• Work required: Leave out the pictures and copy every record exactly.

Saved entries
◇ ◇ ◇ ◇

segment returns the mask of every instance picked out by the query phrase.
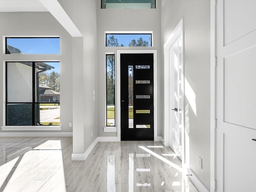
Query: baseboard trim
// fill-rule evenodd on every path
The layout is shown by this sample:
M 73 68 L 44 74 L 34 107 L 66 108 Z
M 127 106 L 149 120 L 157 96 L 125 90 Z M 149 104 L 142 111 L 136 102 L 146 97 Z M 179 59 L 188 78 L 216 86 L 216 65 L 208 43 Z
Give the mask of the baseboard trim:
M 200 192 L 209 192 L 209 190 L 204 185 L 204 184 L 202 183 L 195 174 L 188 168 L 188 174 L 192 175 L 192 176 L 189 176 L 188 178 L 199 191 Z
M 162 142 L 163 142 L 164 140 L 162 137 L 161 136 L 157 136 L 156 138 L 155 138 L 154 141 L 161 141 Z
M 120 141 L 118 137 L 98 137 L 98 141 L 114 142 Z
M 72 136 L 72 132 L 0 132 L 0 137 Z
M 71 159 L 72 161 L 84 161 L 87 158 L 90 153 L 92 150 L 98 142 L 97 137 L 88 147 L 84 153 L 72 153 L 71 154 Z

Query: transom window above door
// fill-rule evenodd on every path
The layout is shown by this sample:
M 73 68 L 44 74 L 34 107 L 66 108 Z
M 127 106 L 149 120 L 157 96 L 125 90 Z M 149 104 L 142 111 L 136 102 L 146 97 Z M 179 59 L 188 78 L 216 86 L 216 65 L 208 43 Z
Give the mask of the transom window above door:
M 152 47 L 152 32 L 106 32 L 107 47 Z
M 155 9 L 156 0 L 102 0 L 102 9 Z

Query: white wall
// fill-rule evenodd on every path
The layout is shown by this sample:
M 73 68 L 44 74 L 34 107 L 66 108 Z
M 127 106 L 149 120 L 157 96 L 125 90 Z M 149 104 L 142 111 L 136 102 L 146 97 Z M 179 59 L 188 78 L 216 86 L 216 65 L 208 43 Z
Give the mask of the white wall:
M 116 136 L 116 133 L 104 132 L 106 126 L 105 53 L 114 52 L 117 50 L 156 49 L 160 54 L 161 47 L 160 8 L 156 9 L 102 9 L 100 1 L 97 1 L 97 99 L 99 136 Z M 152 47 L 110 47 L 105 46 L 105 31 L 152 31 Z M 158 56 L 157 71 L 163 68 L 161 57 Z M 163 136 L 163 76 L 158 74 L 158 135 Z M 116 114 L 116 115 L 118 115 Z
M 186 146 L 189 146 L 186 150 L 189 150 L 190 154 L 186 160 L 209 190 L 210 1 L 162 0 L 162 43 L 166 41 L 182 17 L 185 77 L 188 83 L 185 82 L 185 125 L 189 137 L 185 141 Z M 202 169 L 198 167 L 199 157 L 202 160 Z
M 97 28 L 95 0 L 58 0 L 82 38 L 73 38 L 73 153 L 83 154 L 98 136 L 96 90 Z M 80 70 L 79 70 L 80 69 Z M 96 92 L 96 94 L 97 93 Z M 76 126 L 76 127 L 75 127 Z M 92 136 L 91 132 L 92 132 Z
M 60 132 L 72 132 L 72 39 L 56 19 L 48 12 L 0 13 L 0 61 L 60 60 Z M 3 36 L 59 36 L 60 55 L 14 55 L 3 54 Z M 5 74 L 4 65 L 0 67 L 1 76 Z M 5 103 L 5 81 L 0 78 L 0 126 L 4 125 Z M 2 102 L 2 101 L 3 101 Z M 6 132 L 6 131 L 0 132 Z M 17 132 L 16 131 L 15 132 Z M 40 131 L 40 132 L 42 132 Z M 54 131 L 54 132 L 56 132 Z

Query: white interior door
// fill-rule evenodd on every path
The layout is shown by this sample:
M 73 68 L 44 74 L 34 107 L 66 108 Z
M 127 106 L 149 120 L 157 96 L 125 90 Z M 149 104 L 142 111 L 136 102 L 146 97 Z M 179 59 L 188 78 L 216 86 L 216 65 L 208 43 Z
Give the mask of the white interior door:
M 182 127 L 183 119 L 183 97 L 182 89 L 181 40 L 178 37 L 170 50 L 170 113 L 169 146 L 180 159 L 182 154 Z
M 256 191 L 256 1 L 217 6 L 217 191 Z
M 164 141 L 183 161 L 183 21 L 164 44 Z

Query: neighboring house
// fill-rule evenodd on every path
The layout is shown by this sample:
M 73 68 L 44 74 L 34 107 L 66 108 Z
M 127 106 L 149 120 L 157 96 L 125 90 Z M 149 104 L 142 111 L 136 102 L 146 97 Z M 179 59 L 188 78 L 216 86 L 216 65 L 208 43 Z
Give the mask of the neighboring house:
M 52 88 L 45 85 L 39 85 L 39 100 L 40 102 L 59 102 L 60 93 Z

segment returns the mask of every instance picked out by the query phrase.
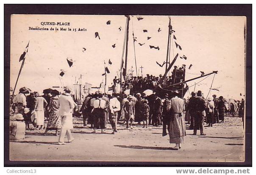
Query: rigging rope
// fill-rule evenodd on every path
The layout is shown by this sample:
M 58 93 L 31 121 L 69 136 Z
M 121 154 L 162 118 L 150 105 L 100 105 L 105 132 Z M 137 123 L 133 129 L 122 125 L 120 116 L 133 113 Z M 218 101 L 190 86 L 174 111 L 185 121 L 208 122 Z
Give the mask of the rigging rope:
M 198 81 L 198 82 L 197 82 L 197 83 L 196 83 L 195 84 L 194 84 L 194 85 L 192 85 L 192 86 L 190 86 L 188 87 L 187 87 L 187 88 L 190 88 L 190 87 L 192 87 L 192 86 L 195 86 L 196 85 L 197 85 L 197 84 L 198 84 L 198 83 L 200 83 L 201 81 L 203 81 L 203 80 L 205 80 L 205 79 L 206 79 L 206 78 L 208 78 L 208 77 L 209 77 L 209 76 L 210 76 L 210 75 L 209 75 L 208 76 L 207 76 L 207 77 L 206 77 L 206 78 L 203 78 L 203 80 L 201 80 L 201 81 Z M 166 91 L 173 91 L 173 90 L 166 89 L 164 89 L 164 88 L 162 88 L 162 87 L 160 87 L 160 88 L 161 89 L 163 89 L 163 90 L 166 90 Z M 184 88 L 183 88 L 183 89 L 184 89 Z M 176 90 L 176 91 L 180 91 L 180 90 L 182 90 L 182 89 L 175 89 L 175 90 Z
M 137 71 L 137 63 L 136 62 L 136 54 L 135 53 L 135 41 L 134 40 L 134 21 L 132 19 L 131 23 L 132 25 L 132 36 L 134 40 L 134 58 L 135 59 L 135 67 L 136 67 L 136 75 L 138 76 L 138 72 Z
M 125 52 L 125 40 L 126 40 L 126 27 L 127 27 L 127 22 L 128 21 L 127 20 L 128 19 L 127 19 L 127 20 L 126 20 L 126 23 L 125 23 L 125 37 L 124 37 L 124 42 L 123 42 L 123 46 L 122 46 L 122 58 L 121 59 L 121 65 L 120 65 L 120 72 L 122 72 L 122 62 L 123 61 L 123 57 L 124 57 L 124 52 Z M 121 76 L 122 76 L 122 75 L 121 75 Z
M 210 88 L 210 89 L 209 90 L 209 92 L 208 92 L 208 94 L 207 94 L 207 96 L 206 96 L 206 98 L 207 98 L 207 97 L 208 97 L 208 95 L 209 95 L 209 93 L 210 93 L 210 92 L 211 91 L 211 86 L 212 86 L 212 83 L 213 83 L 213 81 L 214 80 L 214 78 L 215 76 L 215 74 L 214 74 L 214 75 L 213 75 L 213 78 L 212 78 L 212 81 L 211 82 L 211 87 Z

◇ ◇ ◇ ◇

• Exercise result:
segment returns the mask of every instance picked out by the query phrase.
Query: baseboard trim
// fill-rule evenodd on every path
The layout is shown by this sample:
M 73 68 L 44 74 L 34 107 L 66 108 Z
M 127 106 L 149 120 L 157 96 L 125 90 Z M 149 104 L 142 111 L 136 102 L 146 97 Z M 179 59 L 188 78 L 216 86 L 216 65 L 208 43 Z
Give the mask of the baseboard trim:
M 200 192 L 209 192 L 209 190 L 204 185 L 204 184 L 202 183 L 195 174 L 188 168 L 188 174 L 192 175 L 192 176 L 189 176 L 188 178 L 199 191 Z
M 162 142 L 163 142 L 164 140 L 162 137 L 161 136 L 157 136 L 156 138 L 155 138 L 154 141 L 161 141 Z
M 120 141 L 118 137 L 98 137 L 98 141 L 114 142 Z
M 72 136 L 72 132 L 0 132 L 0 137 Z
M 71 159 L 72 161 L 84 161 L 87 158 L 90 153 L 92 150 L 98 142 L 97 137 L 88 147 L 84 153 L 72 153 L 71 154 Z

Query: transom window above door
// fill-rule evenodd on every path
The layout is shown by this sample:
M 73 68 L 44 74 L 34 107 L 66 108 Z
M 127 106 L 149 120 L 157 96 L 125 90 Z M 149 104 L 142 111 L 136 102 L 146 97 Z M 179 59 L 188 78 L 216 86 L 216 65 L 208 43 Z
Give the mask of the transom window above door:
M 152 47 L 152 32 L 106 32 L 107 47 Z
M 155 9 L 156 0 L 102 0 L 102 9 Z

Query: white wall
// fill-rule evenodd on every path
The layout is shown by this sample:
M 73 68 L 44 74 L 34 107 L 66 108 Z
M 127 106 L 149 120 L 157 96 L 125 90 Z M 149 104 L 142 111 L 136 102 L 146 97 Z M 179 59 L 188 78 L 216 86 L 216 65 L 208 43 Z
Give the mask of the white wall:
M 116 136 L 116 133 L 104 132 L 106 126 L 105 53 L 114 52 L 117 50 L 156 49 L 160 54 L 161 47 L 160 8 L 156 9 L 102 9 L 100 1 L 97 1 L 97 99 L 99 136 Z M 152 47 L 110 47 L 105 46 L 105 31 L 152 31 Z M 158 56 L 157 71 L 163 68 L 161 57 Z M 163 136 L 163 76 L 158 74 L 158 135 Z M 116 114 L 116 115 L 118 115 Z
M 186 146 L 189 146 L 186 150 L 189 150 L 190 154 L 186 160 L 209 190 L 210 1 L 162 0 L 162 43 L 166 41 L 182 17 L 185 77 L 188 83 L 185 82 L 185 125 L 189 137 L 185 141 Z M 202 169 L 198 167 L 199 157 L 202 160 Z
M 97 28 L 95 0 L 58 0 L 82 38 L 73 38 L 73 153 L 83 154 L 98 136 L 96 90 Z M 80 70 L 79 70 L 80 69 Z M 96 92 L 96 94 L 97 93 Z M 76 126 L 76 127 L 75 127 Z M 92 136 L 91 132 L 92 132 Z
M 60 132 L 72 132 L 72 39 L 56 19 L 48 12 L 0 13 L 0 61 L 60 60 Z M 3 36 L 59 36 L 60 55 L 14 55 L 3 54 Z M 5 74 L 4 65 L 0 67 L 1 76 Z M 5 103 L 5 81 L 0 78 L 0 126 L 4 125 Z M 2 102 L 2 101 L 3 101 Z M 6 132 L 6 131 L 0 132 Z M 17 132 L 16 131 L 15 132 Z M 40 131 L 40 132 L 42 132 Z M 54 131 L 54 132 L 56 132 Z

Query: white interior door
// fill-rule evenodd on every path
The layout is shown by this sample:
M 73 68 L 44 74 L 34 107 L 66 108 Z
M 127 106 L 149 120 L 157 96 L 125 90 Z M 149 104 L 142 111 L 136 102 L 146 97 Z M 179 59 L 188 78 L 216 86 L 216 65 L 208 43 Z
Give the mask of the white interior door:
M 182 127 L 183 119 L 183 97 L 182 89 L 181 40 L 178 37 L 170 50 L 170 113 L 169 146 L 180 159 L 182 154 Z
M 256 191 L 256 1 L 217 6 L 217 191 Z
M 164 141 L 183 161 L 183 21 L 164 44 Z

Query: neighboring house
// fill-rule evenodd on every path
The layout is shown by this sample:
M 73 68 L 44 74 L 34 107 L 66 108 Z
M 127 106 L 149 120 L 157 96 L 125 90 Z M 149 104 L 142 111 L 136 102 L 146 97 Z M 179 59 L 188 78 L 216 86 L 216 65 L 208 43 Z
Give the mask of the neighboring house:
M 52 88 L 45 85 L 39 85 L 39 100 L 40 102 L 59 102 L 60 93 Z

segment returns the mask of every instance picked out by the query phrase.
Query: rigging rope
// fill-rule evenodd on every path
The layout is shown by this sample:
M 58 93 L 31 121 L 69 136 Z
M 121 154 L 162 118 L 150 105 L 100 105 L 105 132 Z M 137 123 L 133 129 L 122 125 L 120 116 L 133 113 Z M 218 101 L 190 86 L 174 111 L 185 121 L 208 122 Z
Give the mask of the rigging rope:
M 198 81 L 198 82 L 197 82 L 197 83 L 196 83 L 195 84 L 194 84 L 194 85 L 192 85 L 192 86 L 190 86 L 188 87 L 187 87 L 187 88 L 190 88 L 190 87 L 192 87 L 192 86 L 195 86 L 196 85 L 197 85 L 197 84 L 198 84 L 198 83 L 200 83 L 201 81 L 203 81 L 203 80 L 205 80 L 205 79 L 206 79 L 206 78 L 208 78 L 208 77 L 209 77 L 209 76 L 210 76 L 210 75 L 209 75 L 208 76 L 207 76 L 207 77 L 206 77 L 206 78 L 203 78 L 203 80 L 201 80 L 201 81 Z M 166 91 L 173 91 L 173 90 L 166 89 L 164 89 L 164 88 L 162 88 L 162 87 L 160 87 L 160 88 L 161 89 L 163 89 L 163 90 L 166 90 Z M 184 88 L 183 88 L 183 89 L 184 89 Z M 176 90 L 176 91 L 180 91 L 180 90 L 182 90 L 182 89 L 175 89 L 175 90 Z
M 137 71 L 137 63 L 136 62 L 136 54 L 135 53 L 135 41 L 134 40 L 134 21 L 132 19 L 131 23 L 132 25 L 132 36 L 134 40 L 134 58 L 135 59 L 135 67 L 136 67 L 136 75 L 138 76 L 138 72 Z
M 125 52 L 125 40 L 126 40 L 126 27 L 127 27 L 127 22 L 128 21 L 127 20 L 128 19 L 127 19 L 127 20 L 126 20 L 126 23 L 125 23 L 125 37 L 124 37 L 124 42 L 123 42 L 123 46 L 122 46 L 122 58 L 121 59 L 121 65 L 120 65 L 120 72 L 122 72 L 122 62 L 123 61 L 123 57 L 124 57 L 124 52 Z M 121 76 L 122 76 L 122 75 L 121 75 Z
M 210 88 L 210 89 L 209 90 L 209 92 L 208 92 L 208 94 L 207 94 L 207 96 L 206 96 L 206 98 L 207 98 L 207 97 L 208 97 L 208 95 L 209 95 L 209 93 L 210 93 L 210 92 L 211 91 L 211 86 L 212 86 L 212 83 L 213 83 L 213 81 L 214 80 L 214 78 L 215 76 L 215 74 L 214 74 L 214 75 L 213 75 L 213 78 L 212 78 L 212 81 L 211 82 L 211 87 Z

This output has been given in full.